[Records from a dataset]
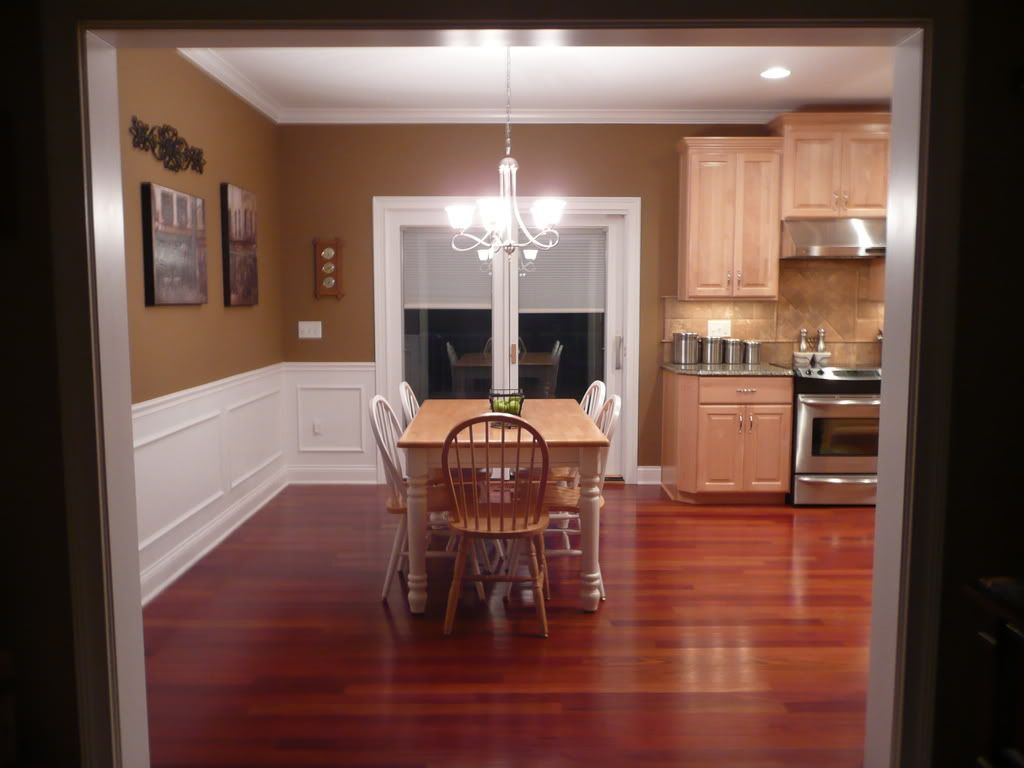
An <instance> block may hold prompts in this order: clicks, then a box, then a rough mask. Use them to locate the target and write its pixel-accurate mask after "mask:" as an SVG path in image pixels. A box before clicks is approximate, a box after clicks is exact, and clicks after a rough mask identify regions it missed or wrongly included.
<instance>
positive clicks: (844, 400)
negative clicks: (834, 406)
mask: <svg viewBox="0 0 1024 768" xmlns="http://www.w3.org/2000/svg"><path fill="white" fill-rule="evenodd" d="M798 401H799V402H802V403H804V404H805V406H881V404H882V398H881V397H861V398H858V397H841V398H835V397H814V396H813V395H807V394H801V395H798Z"/></svg>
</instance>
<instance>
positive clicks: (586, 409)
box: [580, 379, 608, 421]
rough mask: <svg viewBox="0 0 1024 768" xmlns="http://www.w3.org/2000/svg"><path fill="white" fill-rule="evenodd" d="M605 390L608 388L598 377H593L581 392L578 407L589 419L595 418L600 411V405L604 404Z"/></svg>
mask: <svg viewBox="0 0 1024 768" xmlns="http://www.w3.org/2000/svg"><path fill="white" fill-rule="evenodd" d="M607 391H608V388H607V387H606V386H605V385H604V382H603V381H601V380H600V379H595V380H594V381H592V382H591V383H590V386H589V387H587V391H586V392H584V393H583V397H582V398H581V399H580V407H581V408H582V409H583V410H584V412H585V413H586V414H587V416H589V417H590V418H591V419H594V420H595V421H596V420H597V414H598V413H599V412H600V410H601V406H603V404H604V398H605V396H606V395H607Z"/></svg>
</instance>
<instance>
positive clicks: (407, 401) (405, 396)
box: [398, 381, 420, 427]
mask: <svg viewBox="0 0 1024 768" xmlns="http://www.w3.org/2000/svg"><path fill="white" fill-rule="evenodd" d="M398 399H399V400H401V415H402V417H404V419H406V426H407V427H408V426H409V425H410V424H412V423H413V419H415V418H416V415H417V414H418V413H420V401H419V400H418V399H417V398H416V392H414V391H413V387H411V386H410V384H409V382H408V381H403V382H402V383H401V384H399V385H398Z"/></svg>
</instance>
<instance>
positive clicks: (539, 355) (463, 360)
mask: <svg viewBox="0 0 1024 768" xmlns="http://www.w3.org/2000/svg"><path fill="white" fill-rule="evenodd" d="M493 362H494V359H493V357H492V354H490V352H466V354H464V355H462V356H461V357H460V358H459V359H457V360H456V361H455V365H454V366H453V367H452V377H453V379H454V381H453V382H452V384H453V386H454V387H455V391H456V392H459V393H460V394H465V393H466V390H467V384H468V382H469V380H471V379H472V380H480V381H487V382H489V381H490V367H492V365H493ZM518 365H519V378H520V379H536V380H537V381H538V382H539V383H541V384H542V385H547V384H548V383H549V381H550V379H551V371H552V367H553V366H554V365H555V355H553V354H552V353H551V352H524V353H523V354H520V355H519V359H518Z"/></svg>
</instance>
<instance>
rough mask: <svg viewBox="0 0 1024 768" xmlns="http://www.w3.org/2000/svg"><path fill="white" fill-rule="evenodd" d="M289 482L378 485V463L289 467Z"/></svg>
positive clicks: (332, 483)
mask: <svg viewBox="0 0 1024 768" xmlns="http://www.w3.org/2000/svg"><path fill="white" fill-rule="evenodd" d="M288 482H289V483H290V484H295V485H318V484H327V485H376V484H377V465H376V464H371V465H368V466H365V467H289V468H288Z"/></svg>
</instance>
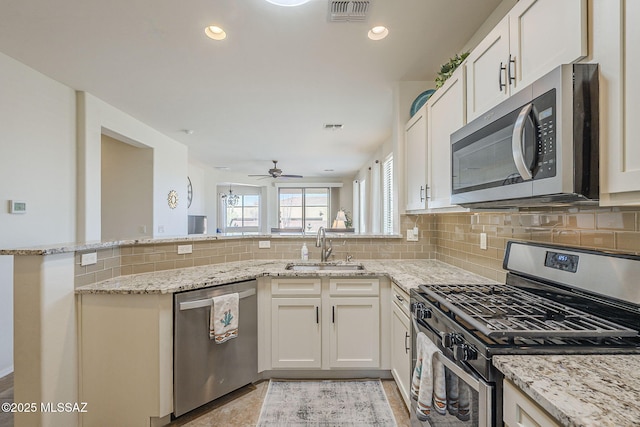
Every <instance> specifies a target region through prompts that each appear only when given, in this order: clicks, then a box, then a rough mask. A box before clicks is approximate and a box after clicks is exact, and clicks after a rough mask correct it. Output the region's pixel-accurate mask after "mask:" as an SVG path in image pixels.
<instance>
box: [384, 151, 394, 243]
mask: <svg viewBox="0 0 640 427" xmlns="http://www.w3.org/2000/svg"><path fill="white" fill-rule="evenodd" d="M393 217H394V214H393V154H390V155H389V157H387V158H386V159H385V161H384V163H383V164H382V231H383V232H384V233H385V234H391V233H393V220H394V218H393Z"/></svg>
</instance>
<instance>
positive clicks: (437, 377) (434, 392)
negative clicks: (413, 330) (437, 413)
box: [411, 332, 447, 421]
mask: <svg viewBox="0 0 640 427" xmlns="http://www.w3.org/2000/svg"><path fill="white" fill-rule="evenodd" d="M439 352H440V350H439V349H438V347H437V346H436V345H435V344H434V343H432V342H431V340H430V339H429V338H428V337H427V336H426V335H425V334H424V333H422V332H419V333H418V335H417V337H416V353H417V358H416V359H417V360H416V366H415V368H414V370H413V375H412V378H411V398H412V399H414V400H415V401H417V403H418V404H417V408H416V416H417V417H418V419H419V420H420V421H426V420H427V419H428V418H429V416H430V415H431V409H432V408H433V409H434V410H435V411H436V412H437V413H439V414H441V415H444V414H445V413H446V409H447V400H446V380H445V372H444V365H443V364H442V362H440V360H439V358H438V357H435V355H436V353H439Z"/></svg>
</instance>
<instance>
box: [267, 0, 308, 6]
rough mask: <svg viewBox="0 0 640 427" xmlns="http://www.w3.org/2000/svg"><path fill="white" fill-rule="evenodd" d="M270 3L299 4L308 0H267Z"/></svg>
mask: <svg viewBox="0 0 640 427" xmlns="http://www.w3.org/2000/svg"><path fill="white" fill-rule="evenodd" d="M267 1H268V2H269V3H271V4H275V5H277V6H300V5H303V4H305V3H308V2H309V1H310V0H267Z"/></svg>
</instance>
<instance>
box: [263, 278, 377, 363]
mask: <svg viewBox="0 0 640 427" xmlns="http://www.w3.org/2000/svg"><path fill="white" fill-rule="evenodd" d="M379 282H380V281H379V279H377V278H341V279H334V278H331V279H329V278H325V279H320V278H317V279H308V278H307V279H300V278H286V279H285V278H277V279H272V280H271V286H269V287H267V289H270V291H269V292H268V294H265V295H262V297H259V301H260V302H259V308H258V309H259V311H260V312H261V314H260V319H261V322H260V323H261V324H259V325H258V329H259V336H260V335H267V336H268V337H270V339H269V338H267V339H264V338H263V339H259V351H260V352H262V354H263V355H268V359H265V358H264V357H262V361H261V362H259V364H260V366H261V368H260V370H265V369H333V368H352V369H365V368H380V367H381V325H380V311H381V310H380V294H381V291H380V284H379ZM260 304H262V305H263V307H264V306H266V305H268V306H269V309H268V310H265V309H264V308H262V309H261V308H260ZM261 346H262V347H263V348H262V349H261V348H260V347H261ZM265 347H268V348H265ZM387 357H388V356H387ZM269 359H270V360H269Z"/></svg>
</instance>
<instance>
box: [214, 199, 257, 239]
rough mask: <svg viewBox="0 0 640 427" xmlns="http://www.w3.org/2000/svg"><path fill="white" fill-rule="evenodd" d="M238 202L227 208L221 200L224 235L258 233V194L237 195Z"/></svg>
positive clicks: (224, 202) (223, 199) (229, 206)
mask: <svg viewBox="0 0 640 427" xmlns="http://www.w3.org/2000/svg"><path fill="white" fill-rule="evenodd" d="M237 196H238V201H237V203H236V204H235V205H233V206H229V205H228V204H227V203H226V202H225V201H224V200H225V199H223V202H222V205H223V209H222V211H223V214H224V231H225V233H243V232H257V231H260V194H237Z"/></svg>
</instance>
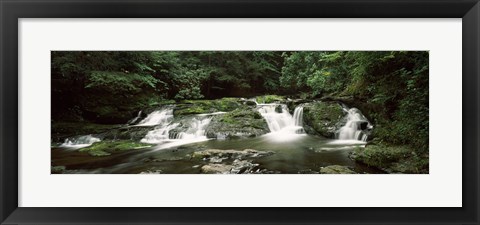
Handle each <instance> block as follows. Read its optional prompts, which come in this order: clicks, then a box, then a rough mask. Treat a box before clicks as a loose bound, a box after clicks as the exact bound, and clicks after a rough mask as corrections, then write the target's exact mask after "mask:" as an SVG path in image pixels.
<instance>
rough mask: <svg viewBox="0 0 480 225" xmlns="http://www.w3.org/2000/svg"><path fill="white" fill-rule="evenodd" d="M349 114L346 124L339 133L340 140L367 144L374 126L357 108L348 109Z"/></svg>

» INSTRUCTION
Print each record exactly as it stands, omitting the pictures.

» SOLUTION TO THIS EXERCISE
An <instance> block may hold prompts in this order: clicks, then a box, then a rough mask. Use them to locate the target and write its pixel-accurate mask after "mask:" as an SVG path in image pixels. A box before clicks is approximate, a box after clicks is exact, and clicks after a rough mask identify regions it missed or wrongly included.
<instance>
positive clicks: (844, 400)
negative clicks: (834, 406)
mask: <svg viewBox="0 0 1024 768" xmlns="http://www.w3.org/2000/svg"><path fill="white" fill-rule="evenodd" d="M798 401H799V402H802V403H804V404H805V406H881V404H882V398H881V397H861V398H858V397H841V398H835V397H814V396H813V395H807V394H801V395H798Z"/></svg>
</instance>
<instance>
positive clicks: (586, 409)
box: [580, 379, 608, 421]
rough mask: <svg viewBox="0 0 1024 768" xmlns="http://www.w3.org/2000/svg"><path fill="white" fill-rule="evenodd" d="M605 390L608 388L598 377H593L581 392L578 407L589 419L595 418L600 411V405L604 404Z"/></svg>
mask: <svg viewBox="0 0 1024 768" xmlns="http://www.w3.org/2000/svg"><path fill="white" fill-rule="evenodd" d="M607 391H608V388H607V387H606V386H605V385H604V382H603V381H601V380H600V379H595V380H594V381H592V382H591V383H590V386H589V387H587V391H586V392H584V393H583V397H582V398H581V399H580V407H581V408H582V409H583V410H584V412H585V413H586V414H587V416H589V417H590V418H591V419H594V420H595V421H596V420H597V414H598V413H599V412H600V410H601V406H603V404H604V398H605V396H606V395H607Z"/></svg>
</instance>
<instance>
positive clicks: (407, 401) (405, 396)
box: [398, 381, 420, 427]
mask: <svg viewBox="0 0 1024 768" xmlns="http://www.w3.org/2000/svg"><path fill="white" fill-rule="evenodd" d="M398 399H399V400H401V415H402V417H404V419H406V426H407V427H408V426H409V425H410V424H412V423H413V419H415V418H416V415H417V414H418V413H420V401H419V400H418V399H417V398H416V392H414V391H413V387H411V386H410V384H409V382H408V381H403V382H402V383H401V384H399V385H398Z"/></svg>
</instance>
<instance>
positive clicks: (539, 355) (463, 360)
mask: <svg viewBox="0 0 1024 768" xmlns="http://www.w3.org/2000/svg"><path fill="white" fill-rule="evenodd" d="M493 362H494V359H493V357H492V354H490V352H466V354H464V355H462V356H461V357H460V358H459V359H457V360H456V361H455V365H454V366H453V367H452V377H453V379H454V381H453V382H452V384H453V386H454V387H455V391H456V392H459V393H460V394H465V393H466V390H467V384H468V382H469V380H471V379H472V380H480V381H487V382H489V381H490V367H492V365H493ZM518 365H519V378H520V379H536V380H537V381H538V382H539V383H541V384H542V385H547V384H548V383H549V381H550V379H551V371H552V367H553V366H554V365H555V355H553V354H552V353H551V352H524V353H523V354H520V355H519V359H518Z"/></svg>
</instance>
<instance>
rough mask: <svg viewBox="0 0 1024 768" xmlns="http://www.w3.org/2000/svg"><path fill="white" fill-rule="evenodd" d="M289 482L378 485V463L289 467Z"/></svg>
positive clicks: (332, 483)
mask: <svg viewBox="0 0 1024 768" xmlns="http://www.w3.org/2000/svg"><path fill="white" fill-rule="evenodd" d="M288 482H289V483H290V484H295V485H318V484H327V485H376V484H377V465H376V464H371V465H368V466H365V467H289V468H288Z"/></svg>
</instance>
Every <instance> specifies a target region through prompts that each appear only when given, in this order: clicks, then a box, then a rough mask. A box before clicks is approximate and a box after clicks is exact, and clicks after a rough mask correct it. Output the region's pixel-accurate mask after "mask:" as an SVG path in image pixels.
<instance>
box: [384, 151, 394, 243]
mask: <svg viewBox="0 0 640 427" xmlns="http://www.w3.org/2000/svg"><path fill="white" fill-rule="evenodd" d="M393 217H394V214H393V154H390V155H389V157H387V158H386V159H385V161H384V163H383V164H382V231H383V232H384V233H385V234H391V233H393V220H394V218H393Z"/></svg>
</instance>
<instance>
positive clicks: (437, 377) (434, 392)
negative clicks: (413, 330) (437, 413)
box: [411, 332, 447, 421]
mask: <svg viewBox="0 0 640 427" xmlns="http://www.w3.org/2000/svg"><path fill="white" fill-rule="evenodd" d="M439 352H440V350H439V349H438V347H437V346H436V345H435V344H434V343H432V342H431V340H430V339H429V338H428V337H427V336H426V335H425V334H424V333H422V332H419V333H418V335H417V337H416V353H417V358H416V359H417V360H416V366H415V368H414V370H413V375H412V378H411V398H412V399H414V400H415V401H417V403H418V404H417V408H416V416H417V417H418V419H419V420H420V421H426V420H427V419H428V418H429V416H430V415H431V409H432V408H433V409H434V410H435V411H436V412H437V413H439V414H441V415H444V414H445V413H446V409H447V400H446V380H445V372H444V365H443V364H442V362H440V360H439V358H438V357H435V355H436V353H439Z"/></svg>
</instance>
<instance>
box: [267, 0, 308, 6]
rough mask: <svg viewBox="0 0 640 427" xmlns="http://www.w3.org/2000/svg"><path fill="white" fill-rule="evenodd" d="M270 3L299 4L308 0H267Z"/></svg>
mask: <svg viewBox="0 0 640 427" xmlns="http://www.w3.org/2000/svg"><path fill="white" fill-rule="evenodd" d="M267 1H268V2H269V3H271V4H275V5H277V6H300V5H303V4H305V3H308V2H309V1H310V0H267Z"/></svg>
</instance>
<instance>
box: [263, 278, 377, 363]
mask: <svg viewBox="0 0 640 427" xmlns="http://www.w3.org/2000/svg"><path fill="white" fill-rule="evenodd" d="M379 282H380V281H379V279H377V278H341V279H334V278H331V279H329V278H325V279H320V278H317V279H308V278H307V279H300V278H286V279H285V278H277V279H272V280H271V286H269V287H267V289H270V291H269V292H268V294H265V295H262V297H259V301H260V302H259V308H258V309H259V311H260V312H261V314H260V319H261V322H260V323H261V324H259V325H258V329H259V336H260V335H267V336H268V337H270V339H269V338H267V339H264V338H263V339H259V351H260V352H262V354H263V355H268V359H265V358H264V357H262V361H261V362H259V364H260V366H261V368H260V370H265V369H333V368H352V369H365V368H380V367H381V325H380V311H381V310H380V294H381V291H380V284H379ZM260 304H262V305H263V307H264V306H266V305H268V306H269V309H268V310H265V309H264V308H262V309H261V308H260ZM261 346H262V347H263V348H262V349H261V348H260V347H261ZM265 347H268V348H265ZM387 357H388V356H387ZM269 359H270V360H269Z"/></svg>
</instance>
<instance>
box: [214, 199, 257, 239]
rough mask: <svg viewBox="0 0 640 427" xmlns="http://www.w3.org/2000/svg"><path fill="white" fill-rule="evenodd" d="M238 202L227 208L221 200L224 235L258 233V194L237 195Z"/></svg>
positive clicks: (224, 202) (223, 199) (229, 206)
mask: <svg viewBox="0 0 640 427" xmlns="http://www.w3.org/2000/svg"><path fill="white" fill-rule="evenodd" d="M237 196H238V201H237V203H236V204H235V205H233V206H229V205H228V204H227V203H226V202H225V201H224V200H225V199H223V202H222V205H223V209H222V211H223V214H224V231H225V233H243V232H257V231H260V194H237Z"/></svg>
</instance>
Handle each <instance> block as follows. Read its optional prompts, which come in this order: clicks, then a box, then a rough mask. Treat a box before clicks as a loose bound, a box after clicks as the exact bound, and clicks after a rough mask as corrections, then write the target's exact mask after "mask:" as an SVG path in image pixels.
<instance>
rough mask: <svg viewBox="0 0 480 225" xmlns="http://www.w3.org/2000/svg"><path fill="white" fill-rule="evenodd" d="M349 114L346 124L339 133L340 140L367 144L374 126L357 108L348 109Z"/></svg>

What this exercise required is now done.